** Data extracts follows **
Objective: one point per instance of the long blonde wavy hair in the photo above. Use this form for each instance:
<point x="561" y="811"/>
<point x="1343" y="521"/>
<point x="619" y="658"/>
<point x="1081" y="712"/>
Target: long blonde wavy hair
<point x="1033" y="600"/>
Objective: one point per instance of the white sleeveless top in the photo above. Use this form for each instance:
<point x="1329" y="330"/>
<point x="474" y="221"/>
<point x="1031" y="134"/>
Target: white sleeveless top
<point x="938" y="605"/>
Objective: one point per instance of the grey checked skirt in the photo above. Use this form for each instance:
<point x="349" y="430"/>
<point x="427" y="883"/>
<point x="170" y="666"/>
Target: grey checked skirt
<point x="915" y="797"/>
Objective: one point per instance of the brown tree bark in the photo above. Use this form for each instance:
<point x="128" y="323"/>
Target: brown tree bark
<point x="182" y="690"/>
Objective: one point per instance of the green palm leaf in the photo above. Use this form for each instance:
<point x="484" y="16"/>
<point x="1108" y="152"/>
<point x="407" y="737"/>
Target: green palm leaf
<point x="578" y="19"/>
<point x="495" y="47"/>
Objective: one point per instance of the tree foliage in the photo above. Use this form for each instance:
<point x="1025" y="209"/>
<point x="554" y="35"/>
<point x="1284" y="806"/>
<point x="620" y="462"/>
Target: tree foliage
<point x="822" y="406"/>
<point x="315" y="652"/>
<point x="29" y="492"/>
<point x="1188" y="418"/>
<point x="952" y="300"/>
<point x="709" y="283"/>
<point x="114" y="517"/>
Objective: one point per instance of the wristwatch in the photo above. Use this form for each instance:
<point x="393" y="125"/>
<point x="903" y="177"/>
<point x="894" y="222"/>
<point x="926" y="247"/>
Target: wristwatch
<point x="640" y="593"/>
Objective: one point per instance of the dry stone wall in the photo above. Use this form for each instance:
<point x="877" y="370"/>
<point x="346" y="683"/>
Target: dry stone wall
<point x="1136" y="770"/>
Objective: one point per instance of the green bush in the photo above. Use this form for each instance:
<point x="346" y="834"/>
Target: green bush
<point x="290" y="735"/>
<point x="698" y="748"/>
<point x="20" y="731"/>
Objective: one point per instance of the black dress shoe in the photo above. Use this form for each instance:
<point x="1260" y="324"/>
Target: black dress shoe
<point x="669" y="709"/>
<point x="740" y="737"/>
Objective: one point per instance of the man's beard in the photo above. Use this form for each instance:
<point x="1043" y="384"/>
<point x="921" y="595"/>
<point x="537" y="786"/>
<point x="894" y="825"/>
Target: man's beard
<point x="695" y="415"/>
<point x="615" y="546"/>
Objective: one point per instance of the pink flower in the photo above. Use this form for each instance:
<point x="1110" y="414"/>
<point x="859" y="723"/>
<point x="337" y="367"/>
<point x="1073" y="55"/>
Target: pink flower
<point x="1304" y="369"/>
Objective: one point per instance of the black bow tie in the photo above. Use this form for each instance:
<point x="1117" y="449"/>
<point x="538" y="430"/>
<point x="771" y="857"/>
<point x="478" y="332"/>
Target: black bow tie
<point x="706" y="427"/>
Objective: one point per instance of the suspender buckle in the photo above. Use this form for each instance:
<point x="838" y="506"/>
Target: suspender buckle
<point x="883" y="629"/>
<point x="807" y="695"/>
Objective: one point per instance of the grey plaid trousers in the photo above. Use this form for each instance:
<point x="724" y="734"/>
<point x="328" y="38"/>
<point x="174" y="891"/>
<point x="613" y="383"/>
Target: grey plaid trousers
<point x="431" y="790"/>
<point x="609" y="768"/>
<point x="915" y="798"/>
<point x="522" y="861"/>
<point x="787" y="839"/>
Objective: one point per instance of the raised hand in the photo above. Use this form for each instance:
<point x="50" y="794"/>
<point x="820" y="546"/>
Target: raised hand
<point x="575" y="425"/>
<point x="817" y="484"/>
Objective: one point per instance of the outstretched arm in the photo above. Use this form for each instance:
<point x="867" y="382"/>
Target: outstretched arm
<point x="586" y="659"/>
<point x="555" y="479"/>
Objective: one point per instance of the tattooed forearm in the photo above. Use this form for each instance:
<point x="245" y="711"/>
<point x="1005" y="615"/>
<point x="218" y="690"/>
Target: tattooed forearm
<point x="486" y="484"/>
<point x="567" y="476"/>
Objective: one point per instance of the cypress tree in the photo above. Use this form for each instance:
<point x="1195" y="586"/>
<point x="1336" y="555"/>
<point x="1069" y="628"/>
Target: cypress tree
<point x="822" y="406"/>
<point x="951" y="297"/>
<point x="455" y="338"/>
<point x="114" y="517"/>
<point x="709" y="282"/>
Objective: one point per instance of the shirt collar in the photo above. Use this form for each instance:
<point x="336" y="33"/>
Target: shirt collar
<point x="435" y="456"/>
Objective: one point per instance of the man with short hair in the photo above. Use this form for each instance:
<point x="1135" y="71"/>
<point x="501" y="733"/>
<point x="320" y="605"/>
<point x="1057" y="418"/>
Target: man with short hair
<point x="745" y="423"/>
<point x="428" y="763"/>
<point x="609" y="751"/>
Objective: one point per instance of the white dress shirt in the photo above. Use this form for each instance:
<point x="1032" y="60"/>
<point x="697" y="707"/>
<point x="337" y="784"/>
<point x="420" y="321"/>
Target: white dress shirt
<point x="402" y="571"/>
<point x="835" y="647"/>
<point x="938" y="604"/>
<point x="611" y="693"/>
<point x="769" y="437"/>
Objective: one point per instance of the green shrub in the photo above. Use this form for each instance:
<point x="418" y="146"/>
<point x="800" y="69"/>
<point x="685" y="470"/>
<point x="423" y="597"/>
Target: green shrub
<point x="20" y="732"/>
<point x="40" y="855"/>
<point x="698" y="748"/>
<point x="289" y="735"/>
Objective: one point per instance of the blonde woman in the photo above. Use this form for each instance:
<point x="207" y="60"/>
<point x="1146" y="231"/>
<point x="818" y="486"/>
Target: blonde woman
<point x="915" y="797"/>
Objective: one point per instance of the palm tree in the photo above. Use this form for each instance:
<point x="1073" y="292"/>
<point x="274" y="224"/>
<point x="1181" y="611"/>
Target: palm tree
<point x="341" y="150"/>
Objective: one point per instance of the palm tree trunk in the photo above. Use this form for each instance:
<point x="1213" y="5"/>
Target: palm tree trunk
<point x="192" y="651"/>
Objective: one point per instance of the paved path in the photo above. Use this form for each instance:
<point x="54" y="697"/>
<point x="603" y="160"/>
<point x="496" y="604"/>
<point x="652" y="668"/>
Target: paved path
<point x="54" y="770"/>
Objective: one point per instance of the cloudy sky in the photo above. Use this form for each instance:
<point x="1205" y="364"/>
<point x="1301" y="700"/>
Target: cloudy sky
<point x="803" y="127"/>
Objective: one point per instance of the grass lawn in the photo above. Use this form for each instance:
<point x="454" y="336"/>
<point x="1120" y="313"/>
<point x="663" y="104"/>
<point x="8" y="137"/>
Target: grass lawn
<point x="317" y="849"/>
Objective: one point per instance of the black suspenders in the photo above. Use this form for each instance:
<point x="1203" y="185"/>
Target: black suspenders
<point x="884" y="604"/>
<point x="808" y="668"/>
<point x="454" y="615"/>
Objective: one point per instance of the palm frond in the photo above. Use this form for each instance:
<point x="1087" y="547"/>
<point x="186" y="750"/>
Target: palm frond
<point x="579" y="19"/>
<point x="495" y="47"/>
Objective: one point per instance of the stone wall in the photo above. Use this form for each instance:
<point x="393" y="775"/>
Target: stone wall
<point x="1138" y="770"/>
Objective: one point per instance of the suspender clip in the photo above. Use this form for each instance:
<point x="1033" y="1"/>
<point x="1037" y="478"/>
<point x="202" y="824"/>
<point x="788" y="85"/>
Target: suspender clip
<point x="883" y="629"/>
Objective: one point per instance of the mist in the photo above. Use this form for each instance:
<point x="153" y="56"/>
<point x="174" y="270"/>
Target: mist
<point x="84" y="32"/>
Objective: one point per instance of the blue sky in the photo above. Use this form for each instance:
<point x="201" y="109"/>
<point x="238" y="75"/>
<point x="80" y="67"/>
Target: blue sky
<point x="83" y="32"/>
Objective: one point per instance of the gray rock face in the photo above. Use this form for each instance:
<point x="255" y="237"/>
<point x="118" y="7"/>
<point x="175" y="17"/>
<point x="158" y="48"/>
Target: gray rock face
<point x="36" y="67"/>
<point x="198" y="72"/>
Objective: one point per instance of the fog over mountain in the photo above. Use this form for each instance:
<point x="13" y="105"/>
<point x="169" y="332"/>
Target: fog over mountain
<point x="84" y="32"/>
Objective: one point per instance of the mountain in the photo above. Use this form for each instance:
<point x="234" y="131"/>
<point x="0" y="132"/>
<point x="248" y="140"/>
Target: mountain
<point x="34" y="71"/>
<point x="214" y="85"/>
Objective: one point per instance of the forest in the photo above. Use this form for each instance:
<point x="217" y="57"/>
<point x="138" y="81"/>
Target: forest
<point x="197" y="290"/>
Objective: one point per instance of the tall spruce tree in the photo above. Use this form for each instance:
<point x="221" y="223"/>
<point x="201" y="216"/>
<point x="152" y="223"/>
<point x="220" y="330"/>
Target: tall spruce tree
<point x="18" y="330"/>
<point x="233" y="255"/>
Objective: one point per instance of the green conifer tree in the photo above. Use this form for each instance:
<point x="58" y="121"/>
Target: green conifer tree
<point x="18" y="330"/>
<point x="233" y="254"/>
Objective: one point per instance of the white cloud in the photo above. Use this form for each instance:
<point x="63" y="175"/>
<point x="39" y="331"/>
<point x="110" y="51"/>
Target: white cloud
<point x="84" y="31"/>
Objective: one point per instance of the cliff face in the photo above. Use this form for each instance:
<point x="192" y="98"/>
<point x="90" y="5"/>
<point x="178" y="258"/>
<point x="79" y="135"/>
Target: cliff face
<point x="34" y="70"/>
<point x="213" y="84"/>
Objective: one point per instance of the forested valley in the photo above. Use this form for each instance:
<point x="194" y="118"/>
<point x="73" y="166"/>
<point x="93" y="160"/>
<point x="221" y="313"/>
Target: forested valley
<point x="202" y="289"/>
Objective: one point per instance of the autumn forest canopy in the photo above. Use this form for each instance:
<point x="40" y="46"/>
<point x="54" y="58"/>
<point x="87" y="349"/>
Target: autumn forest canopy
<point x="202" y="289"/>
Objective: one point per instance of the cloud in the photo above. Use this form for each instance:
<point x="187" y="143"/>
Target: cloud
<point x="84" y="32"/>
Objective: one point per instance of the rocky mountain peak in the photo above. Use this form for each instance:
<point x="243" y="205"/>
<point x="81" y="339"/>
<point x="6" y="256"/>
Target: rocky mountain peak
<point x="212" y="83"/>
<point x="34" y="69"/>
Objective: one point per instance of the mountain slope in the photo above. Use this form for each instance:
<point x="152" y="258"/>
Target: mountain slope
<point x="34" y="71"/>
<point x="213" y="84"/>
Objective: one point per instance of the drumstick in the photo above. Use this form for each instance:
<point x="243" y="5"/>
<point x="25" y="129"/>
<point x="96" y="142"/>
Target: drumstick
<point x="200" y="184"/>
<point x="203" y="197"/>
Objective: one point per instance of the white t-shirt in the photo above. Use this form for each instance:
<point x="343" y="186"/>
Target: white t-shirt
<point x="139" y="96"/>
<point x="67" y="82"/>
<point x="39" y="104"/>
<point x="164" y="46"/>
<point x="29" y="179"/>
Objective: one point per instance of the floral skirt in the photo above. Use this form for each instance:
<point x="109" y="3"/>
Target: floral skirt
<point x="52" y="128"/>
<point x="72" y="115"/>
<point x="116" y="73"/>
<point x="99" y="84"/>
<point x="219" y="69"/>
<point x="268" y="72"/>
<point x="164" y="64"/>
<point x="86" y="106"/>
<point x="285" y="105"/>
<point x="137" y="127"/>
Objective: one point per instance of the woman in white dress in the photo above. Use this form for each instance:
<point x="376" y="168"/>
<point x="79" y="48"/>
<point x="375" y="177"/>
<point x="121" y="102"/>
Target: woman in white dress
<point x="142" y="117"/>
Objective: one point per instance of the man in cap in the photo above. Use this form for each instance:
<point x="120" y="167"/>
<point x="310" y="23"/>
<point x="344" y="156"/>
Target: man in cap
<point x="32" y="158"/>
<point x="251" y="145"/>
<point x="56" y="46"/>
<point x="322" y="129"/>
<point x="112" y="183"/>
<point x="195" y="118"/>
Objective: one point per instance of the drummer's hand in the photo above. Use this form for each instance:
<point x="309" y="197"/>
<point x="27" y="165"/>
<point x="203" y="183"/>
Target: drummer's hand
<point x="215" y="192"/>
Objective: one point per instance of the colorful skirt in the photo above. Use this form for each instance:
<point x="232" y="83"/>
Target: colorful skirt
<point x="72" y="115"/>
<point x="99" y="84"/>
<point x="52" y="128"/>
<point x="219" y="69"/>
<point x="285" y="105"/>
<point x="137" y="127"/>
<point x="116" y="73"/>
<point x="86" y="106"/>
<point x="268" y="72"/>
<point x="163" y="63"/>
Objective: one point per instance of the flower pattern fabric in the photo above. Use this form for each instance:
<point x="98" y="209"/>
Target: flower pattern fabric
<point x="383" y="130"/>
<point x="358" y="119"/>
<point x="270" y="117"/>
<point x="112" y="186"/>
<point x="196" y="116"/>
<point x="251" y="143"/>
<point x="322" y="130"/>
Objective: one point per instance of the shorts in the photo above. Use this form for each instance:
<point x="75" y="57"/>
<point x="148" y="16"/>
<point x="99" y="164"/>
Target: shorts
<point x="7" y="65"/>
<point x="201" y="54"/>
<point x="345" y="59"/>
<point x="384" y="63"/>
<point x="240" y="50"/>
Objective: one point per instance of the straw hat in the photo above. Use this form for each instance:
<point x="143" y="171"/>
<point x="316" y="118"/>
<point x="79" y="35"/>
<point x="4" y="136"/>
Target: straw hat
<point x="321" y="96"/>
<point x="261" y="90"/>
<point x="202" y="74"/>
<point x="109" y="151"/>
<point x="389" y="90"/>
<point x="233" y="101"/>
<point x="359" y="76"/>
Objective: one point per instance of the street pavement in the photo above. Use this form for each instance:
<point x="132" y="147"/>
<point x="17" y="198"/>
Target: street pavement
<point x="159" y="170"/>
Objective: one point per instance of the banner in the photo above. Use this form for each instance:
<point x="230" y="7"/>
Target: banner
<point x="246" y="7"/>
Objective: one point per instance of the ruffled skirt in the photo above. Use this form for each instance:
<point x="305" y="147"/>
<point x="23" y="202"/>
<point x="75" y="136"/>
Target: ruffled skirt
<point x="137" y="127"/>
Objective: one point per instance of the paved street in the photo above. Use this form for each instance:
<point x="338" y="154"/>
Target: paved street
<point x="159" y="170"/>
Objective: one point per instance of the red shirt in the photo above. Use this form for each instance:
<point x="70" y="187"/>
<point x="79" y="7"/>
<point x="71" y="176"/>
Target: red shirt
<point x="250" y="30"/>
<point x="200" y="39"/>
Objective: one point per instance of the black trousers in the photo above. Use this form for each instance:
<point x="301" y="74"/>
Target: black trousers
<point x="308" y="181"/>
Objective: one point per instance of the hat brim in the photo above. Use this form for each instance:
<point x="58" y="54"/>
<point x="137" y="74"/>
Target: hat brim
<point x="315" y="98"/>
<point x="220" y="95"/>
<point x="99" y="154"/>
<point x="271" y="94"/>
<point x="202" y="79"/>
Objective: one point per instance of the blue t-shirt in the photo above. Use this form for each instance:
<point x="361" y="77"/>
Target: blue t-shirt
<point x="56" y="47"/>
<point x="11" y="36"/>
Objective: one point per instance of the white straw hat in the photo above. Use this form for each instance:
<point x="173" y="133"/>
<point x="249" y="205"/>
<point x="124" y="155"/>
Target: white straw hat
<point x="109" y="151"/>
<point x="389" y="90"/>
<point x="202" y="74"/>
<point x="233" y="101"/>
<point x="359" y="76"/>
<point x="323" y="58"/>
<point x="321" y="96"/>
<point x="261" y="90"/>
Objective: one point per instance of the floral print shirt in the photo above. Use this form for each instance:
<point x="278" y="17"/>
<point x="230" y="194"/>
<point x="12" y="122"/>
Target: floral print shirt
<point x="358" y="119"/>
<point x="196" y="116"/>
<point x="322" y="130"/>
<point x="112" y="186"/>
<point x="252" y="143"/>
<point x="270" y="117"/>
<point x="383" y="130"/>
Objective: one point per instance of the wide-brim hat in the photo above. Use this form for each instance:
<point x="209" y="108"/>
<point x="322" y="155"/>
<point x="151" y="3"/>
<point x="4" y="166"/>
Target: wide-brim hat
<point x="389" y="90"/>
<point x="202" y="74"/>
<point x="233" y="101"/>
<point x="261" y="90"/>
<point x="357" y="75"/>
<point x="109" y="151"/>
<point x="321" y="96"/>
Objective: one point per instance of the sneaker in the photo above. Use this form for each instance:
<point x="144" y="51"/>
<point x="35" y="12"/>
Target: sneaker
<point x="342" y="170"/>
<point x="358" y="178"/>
** End of Data extracts **
What you give back must be the stretch above, starting at the line with "Target: cliff face" and ending at the line with "Objective: one point per instance of the rocky", copied exactly.

Target: cliff face
<point x="34" y="70"/>
<point x="213" y="84"/>
Objective: one point per instance of the forested valley in the photo above. Use this form for each instance:
<point x="194" y="118"/>
<point x="73" y="166"/>
<point x="93" y="160"/>
<point x="221" y="313"/>
Target: forested valley
<point x="202" y="289"/>
Objective: one point per instance of the autumn forest canopy in the photo above. Use this form for each instance:
<point x="40" y="46"/>
<point x="54" y="58"/>
<point x="87" y="349"/>
Target: autumn forest canopy
<point x="202" y="289"/>
Objective: one point per instance of the cloud in the photo above. Use this form for each instance:
<point x="187" y="143"/>
Target: cloud
<point x="84" y="32"/>
Objective: one point per instance of the rocky mountain peak in the photo above. Use this form for each instance:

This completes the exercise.